_WRITTEN EXERCISE 1_
Show each line of the listing that contains the word "type", treating uppercase and lowercase letters as different.

******

Culture(s) / Customs during meals

A1 Breakthrough
Drink wine, smoke a cigarette and clink glasses: some examples of do’s and dont’s during a meal.
In your country, in your culture, are there rituals at the table? Gestures or words someone should say before eating or during the meal? Required comments or wishes before or after a meal together? Gestures related to a religious practice or a conviviality practice?
What is the drink usually served with the meal? Is it a drink with boiled water such as tea or coffee, or an alcoholic drink? What is the place of alcohol? How is alcohol used in the context of social interaction? Would someone make a toast? Who would make it and what status would the person have? What would be the content of the toast? Do you clink glasses before drinking a glass of wine or beer? Do people usually drink an alcoholic beverage before, during or after a meal? Who clink glasses? Men? Women? At what age can you drink a glass of wine or a glass of beer?
In your country, in your culture, do you smoke during the meal? After the meal?

In French-speaking cultures, it is common to say “enjoy your meal” to others at lunch or dinner. At a meal you are invited to, it is common to make a positive comment on what you are eating. It is expected of you to appreciate the gourmet quality of a dish prepared for you, you can also show it by finishing your plate.

******

_WRITTEN EXERCISE 2_
Decide whether each statement agrees with the passage on meal customs, answering yes or no and quoting the words of the passage that settle it: (a) In French-speaking cultures, people commonly say "enjoy your meal" to others at lunch or dinner. (b) Finishing your plate is described as impolite. (c) The passage is marked as level B2.

******

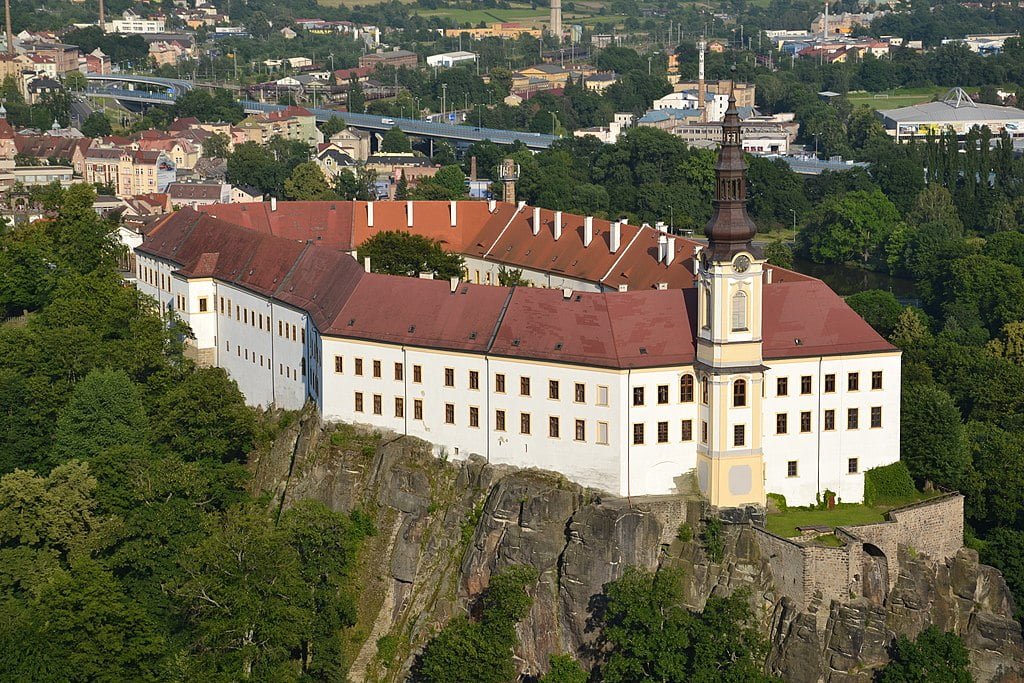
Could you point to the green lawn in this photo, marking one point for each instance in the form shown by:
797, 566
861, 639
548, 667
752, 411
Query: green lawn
845, 514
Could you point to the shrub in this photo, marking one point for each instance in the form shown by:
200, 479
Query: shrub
888, 483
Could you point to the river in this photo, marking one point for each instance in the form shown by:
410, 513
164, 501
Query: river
846, 280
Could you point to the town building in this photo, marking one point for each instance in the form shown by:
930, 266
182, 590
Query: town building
704, 359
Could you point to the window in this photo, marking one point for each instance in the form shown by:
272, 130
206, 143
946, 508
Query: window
686, 389
739, 311
781, 423
638, 434
739, 393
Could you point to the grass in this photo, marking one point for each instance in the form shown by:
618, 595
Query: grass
845, 514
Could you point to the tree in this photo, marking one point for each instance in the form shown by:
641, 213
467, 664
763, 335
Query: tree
217, 145
398, 253
96, 125
395, 140
933, 440
648, 634
204, 416
880, 308
104, 411
934, 655
852, 226
308, 184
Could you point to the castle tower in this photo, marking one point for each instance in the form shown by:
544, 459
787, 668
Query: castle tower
730, 463
509, 173
556, 19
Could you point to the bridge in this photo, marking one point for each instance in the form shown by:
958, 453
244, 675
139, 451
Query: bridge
154, 90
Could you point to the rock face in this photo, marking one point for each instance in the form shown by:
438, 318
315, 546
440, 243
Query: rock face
443, 528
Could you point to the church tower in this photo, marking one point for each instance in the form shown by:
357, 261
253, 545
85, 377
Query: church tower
730, 463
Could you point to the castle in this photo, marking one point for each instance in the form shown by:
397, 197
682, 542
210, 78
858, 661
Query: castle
637, 358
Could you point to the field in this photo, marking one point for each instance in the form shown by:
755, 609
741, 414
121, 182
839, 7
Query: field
895, 98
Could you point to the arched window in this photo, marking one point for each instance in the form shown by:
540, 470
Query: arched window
739, 393
686, 389
707, 307
738, 311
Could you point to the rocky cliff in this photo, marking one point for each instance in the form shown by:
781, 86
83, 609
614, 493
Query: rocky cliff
442, 528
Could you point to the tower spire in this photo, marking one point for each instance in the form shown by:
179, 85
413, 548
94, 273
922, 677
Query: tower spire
730, 229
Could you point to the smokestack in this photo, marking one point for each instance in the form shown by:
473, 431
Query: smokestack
556, 19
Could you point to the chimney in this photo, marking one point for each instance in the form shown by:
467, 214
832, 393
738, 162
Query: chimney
615, 237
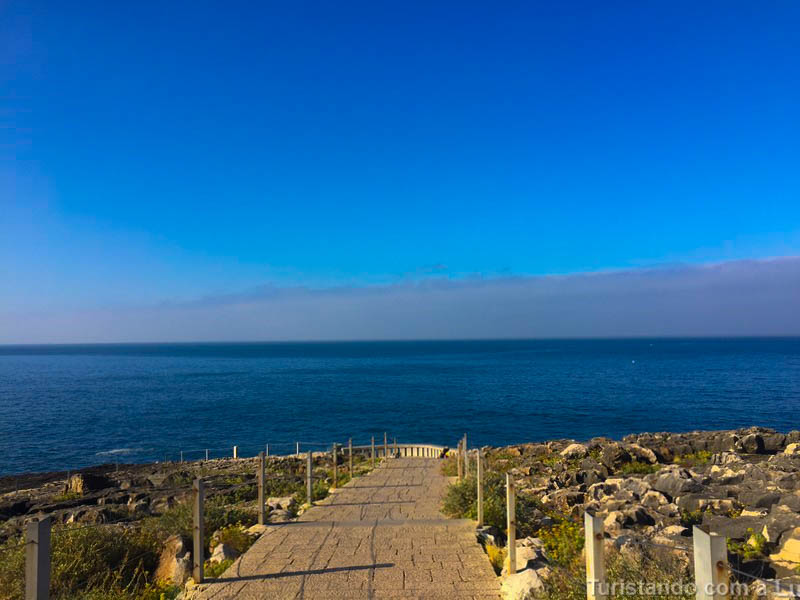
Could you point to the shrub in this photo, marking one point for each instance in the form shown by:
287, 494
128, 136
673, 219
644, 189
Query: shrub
213, 570
563, 541
461, 501
638, 468
497, 557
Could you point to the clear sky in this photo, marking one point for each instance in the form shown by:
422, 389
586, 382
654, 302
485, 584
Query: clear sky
168, 153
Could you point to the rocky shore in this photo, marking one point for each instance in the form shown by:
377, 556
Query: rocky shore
651, 488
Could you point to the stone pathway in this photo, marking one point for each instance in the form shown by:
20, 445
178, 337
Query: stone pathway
381, 536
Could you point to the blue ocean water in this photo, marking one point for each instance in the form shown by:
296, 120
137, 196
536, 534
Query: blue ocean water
64, 407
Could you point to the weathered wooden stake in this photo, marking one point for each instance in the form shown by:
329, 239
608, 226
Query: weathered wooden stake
350, 457
459, 464
309, 488
37, 560
198, 555
479, 469
511, 510
466, 457
335, 468
710, 565
262, 516
595, 558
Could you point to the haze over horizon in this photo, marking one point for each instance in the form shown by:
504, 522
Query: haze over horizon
312, 172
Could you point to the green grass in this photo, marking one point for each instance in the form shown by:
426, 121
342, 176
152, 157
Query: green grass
638, 468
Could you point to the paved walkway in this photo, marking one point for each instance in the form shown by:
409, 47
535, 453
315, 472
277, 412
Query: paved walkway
381, 536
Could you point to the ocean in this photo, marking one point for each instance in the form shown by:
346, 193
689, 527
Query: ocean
64, 407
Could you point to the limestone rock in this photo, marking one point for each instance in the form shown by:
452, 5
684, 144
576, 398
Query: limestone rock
223, 552
522, 586
175, 562
789, 553
574, 451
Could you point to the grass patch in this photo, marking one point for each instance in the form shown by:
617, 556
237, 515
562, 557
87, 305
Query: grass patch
461, 501
638, 468
701, 457
497, 557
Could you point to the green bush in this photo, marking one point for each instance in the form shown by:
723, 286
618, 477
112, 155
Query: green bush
638, 468
461, 501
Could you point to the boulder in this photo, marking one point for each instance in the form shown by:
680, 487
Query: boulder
223, 552
675, 481
574, 451
530, 555
758, 498
614, 456
522, 586
788, 555
175, 562
792, 449
750, 444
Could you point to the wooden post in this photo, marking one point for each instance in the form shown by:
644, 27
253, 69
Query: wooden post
595, 557
309, 488
480, 489
711, 572
466, 457
262, 517
335, 468
350, 457
37, 560
198, 555
459, 464
511, 521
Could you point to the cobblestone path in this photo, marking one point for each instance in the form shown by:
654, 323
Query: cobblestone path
381, 536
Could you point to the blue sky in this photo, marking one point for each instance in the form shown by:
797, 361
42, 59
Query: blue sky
158, 153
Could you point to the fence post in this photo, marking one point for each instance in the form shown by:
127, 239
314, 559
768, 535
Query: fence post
459, 464
37, 560
710, 565
466, 457
309, 488
350, 457
511, 521
335, 468
198, 493
480, 489
595, 557
261, 499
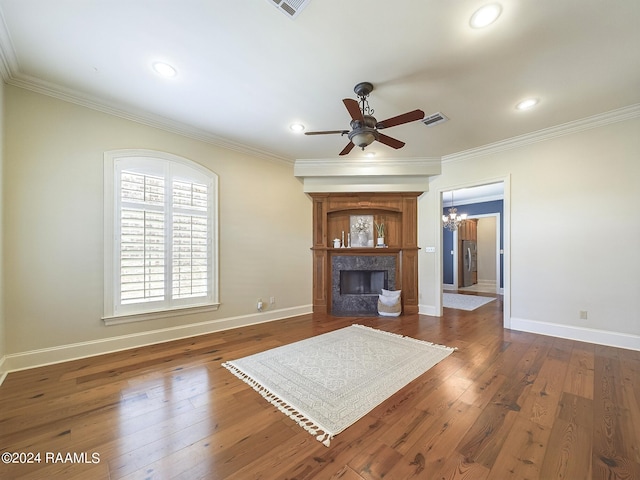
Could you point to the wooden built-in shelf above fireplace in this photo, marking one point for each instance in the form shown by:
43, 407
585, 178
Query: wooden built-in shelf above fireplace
332, 215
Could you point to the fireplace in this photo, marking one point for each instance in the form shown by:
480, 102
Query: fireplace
363, 282
357, 280
332, 226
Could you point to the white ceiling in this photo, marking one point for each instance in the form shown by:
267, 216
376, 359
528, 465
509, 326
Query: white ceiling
246, 71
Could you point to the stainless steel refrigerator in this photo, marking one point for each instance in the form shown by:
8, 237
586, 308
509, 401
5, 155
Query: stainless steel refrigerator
470, 262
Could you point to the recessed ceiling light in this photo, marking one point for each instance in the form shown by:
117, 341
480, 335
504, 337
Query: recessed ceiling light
164, 69
527, 104
485, 16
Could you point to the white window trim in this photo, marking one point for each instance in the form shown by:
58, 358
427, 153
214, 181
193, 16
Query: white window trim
110, 316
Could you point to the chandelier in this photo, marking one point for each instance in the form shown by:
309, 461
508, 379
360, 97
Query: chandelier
453, 220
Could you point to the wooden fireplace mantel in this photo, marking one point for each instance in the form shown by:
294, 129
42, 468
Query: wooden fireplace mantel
332, 215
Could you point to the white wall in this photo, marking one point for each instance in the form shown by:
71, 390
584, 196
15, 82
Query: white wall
573, 204
3, 346
53, 226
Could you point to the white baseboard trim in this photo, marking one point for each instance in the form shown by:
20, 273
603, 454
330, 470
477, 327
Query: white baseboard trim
427, 310
581, 334
3, 369
64, 353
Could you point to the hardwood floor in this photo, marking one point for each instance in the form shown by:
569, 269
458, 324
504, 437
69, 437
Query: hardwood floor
505, 405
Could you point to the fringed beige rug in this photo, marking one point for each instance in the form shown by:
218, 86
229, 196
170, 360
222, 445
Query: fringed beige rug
328, 382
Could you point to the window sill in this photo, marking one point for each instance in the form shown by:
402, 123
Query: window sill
144, 316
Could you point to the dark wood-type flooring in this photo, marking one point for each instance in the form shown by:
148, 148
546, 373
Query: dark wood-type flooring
505, 405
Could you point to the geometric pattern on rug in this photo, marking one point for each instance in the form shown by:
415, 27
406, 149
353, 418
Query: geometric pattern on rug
464, 302
328, 382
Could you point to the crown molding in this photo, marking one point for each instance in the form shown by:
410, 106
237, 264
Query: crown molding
569, 128
10, 71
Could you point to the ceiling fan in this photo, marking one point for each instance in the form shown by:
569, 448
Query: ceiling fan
365, 129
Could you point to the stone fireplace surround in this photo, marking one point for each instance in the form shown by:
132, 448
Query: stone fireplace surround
359, 304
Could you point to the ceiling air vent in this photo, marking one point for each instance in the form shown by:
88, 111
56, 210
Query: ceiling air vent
291, 8
434, 119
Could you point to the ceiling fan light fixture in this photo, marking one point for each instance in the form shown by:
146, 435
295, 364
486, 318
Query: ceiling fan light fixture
527, 104
164, 69
485, 15
362, 139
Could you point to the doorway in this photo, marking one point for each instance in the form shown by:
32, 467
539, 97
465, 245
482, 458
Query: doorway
485, 207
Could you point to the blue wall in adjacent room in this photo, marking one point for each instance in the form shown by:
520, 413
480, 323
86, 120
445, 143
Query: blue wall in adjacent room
471, 209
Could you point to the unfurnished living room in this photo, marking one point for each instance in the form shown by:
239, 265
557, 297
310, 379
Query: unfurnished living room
319, 239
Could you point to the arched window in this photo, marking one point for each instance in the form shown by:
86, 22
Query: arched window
160, 235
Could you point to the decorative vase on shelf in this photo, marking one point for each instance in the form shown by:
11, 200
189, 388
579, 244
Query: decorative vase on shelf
362, 239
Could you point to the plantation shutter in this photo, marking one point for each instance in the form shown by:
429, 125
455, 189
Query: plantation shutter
189, 240
142, 238
160, 236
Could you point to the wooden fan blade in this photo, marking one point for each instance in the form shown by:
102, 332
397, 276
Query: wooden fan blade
327, 132
353, 108
400, 119
392, 142
347, 149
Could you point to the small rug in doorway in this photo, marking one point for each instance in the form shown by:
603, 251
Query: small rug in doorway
464, 302
328, 382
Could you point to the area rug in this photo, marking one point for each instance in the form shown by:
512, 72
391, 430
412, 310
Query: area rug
464, 302
328, 382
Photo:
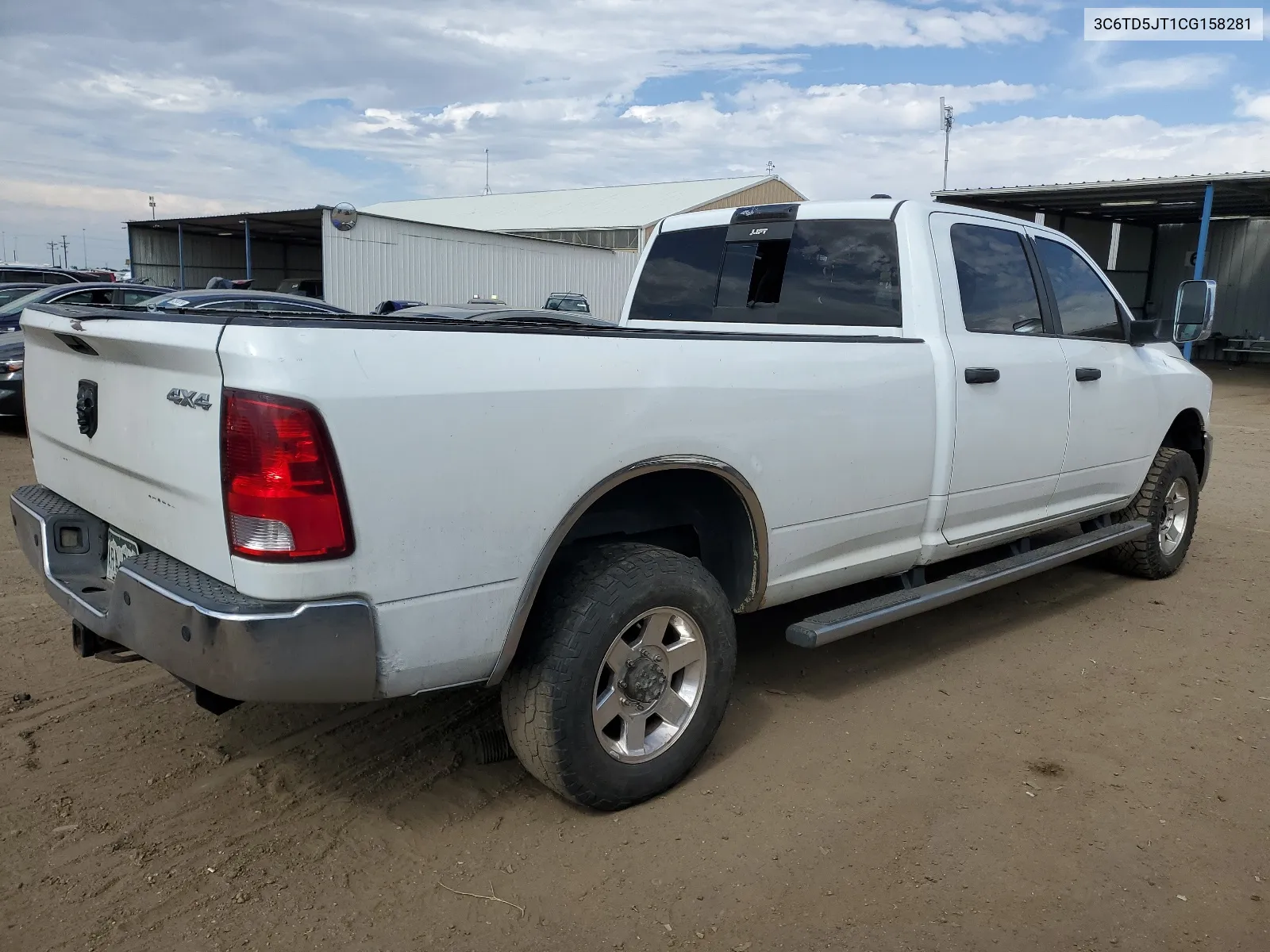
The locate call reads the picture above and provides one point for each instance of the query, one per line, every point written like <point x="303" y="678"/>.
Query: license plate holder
<point x="118" y="546"/>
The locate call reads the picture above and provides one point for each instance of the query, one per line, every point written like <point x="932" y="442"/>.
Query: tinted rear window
<point x="679" y="277"/>
<point x="829" y="272"/>
<point x="842" y="272"/>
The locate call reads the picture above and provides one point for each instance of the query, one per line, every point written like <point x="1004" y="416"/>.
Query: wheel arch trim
<point x="660" y="463"/>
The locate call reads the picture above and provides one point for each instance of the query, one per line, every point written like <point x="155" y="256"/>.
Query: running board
<point x="861" y="616"/>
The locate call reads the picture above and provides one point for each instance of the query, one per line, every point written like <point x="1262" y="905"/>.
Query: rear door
<point x="111" y="431"/>
<point x="1114" y="432"/>
<point x="1011" y="399"/>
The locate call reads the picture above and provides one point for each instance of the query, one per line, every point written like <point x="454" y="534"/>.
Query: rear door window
<point x="92" y="296"/>
<point x="1086" y="308"/>
<point x="995" y="279"/>
<point x="131" y="298"/>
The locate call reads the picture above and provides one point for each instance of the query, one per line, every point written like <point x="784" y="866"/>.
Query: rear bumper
<point x="201" y="630"/>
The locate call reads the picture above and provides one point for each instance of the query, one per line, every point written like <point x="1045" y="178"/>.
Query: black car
<point x="13" y="352"/>
<point x="391" y="306"/>
<point x="44" y="274"/>
<point x="302" y="287"/>
<point x="567" y="301"/>
<point x="79" y="294"/>
<point x="13" y="290"/>
<point x="229" y="300"/>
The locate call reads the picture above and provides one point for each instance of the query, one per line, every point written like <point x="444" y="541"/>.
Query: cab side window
<point x="995" y="278"/>
<point x="1086" y="309"/>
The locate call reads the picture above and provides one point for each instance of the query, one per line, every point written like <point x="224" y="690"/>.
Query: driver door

******

_FULL OUTPUT 1_
Could you point to the dark wood-type flooring in this photo, marking one point for each instance in the form shown by:
Query: dark wood-type flooring

_FULL OUTPUT 2_
(a) Yes: "In French-speaking cultures, it is common to say “enjoy your meal” to others at lunch or dinner."
(b) No: "It is expected of you to appreciate the gourmet quality of a dish prepared for you, you can also show it by finishing your plate."
(c) No: "A1 Breakthrough"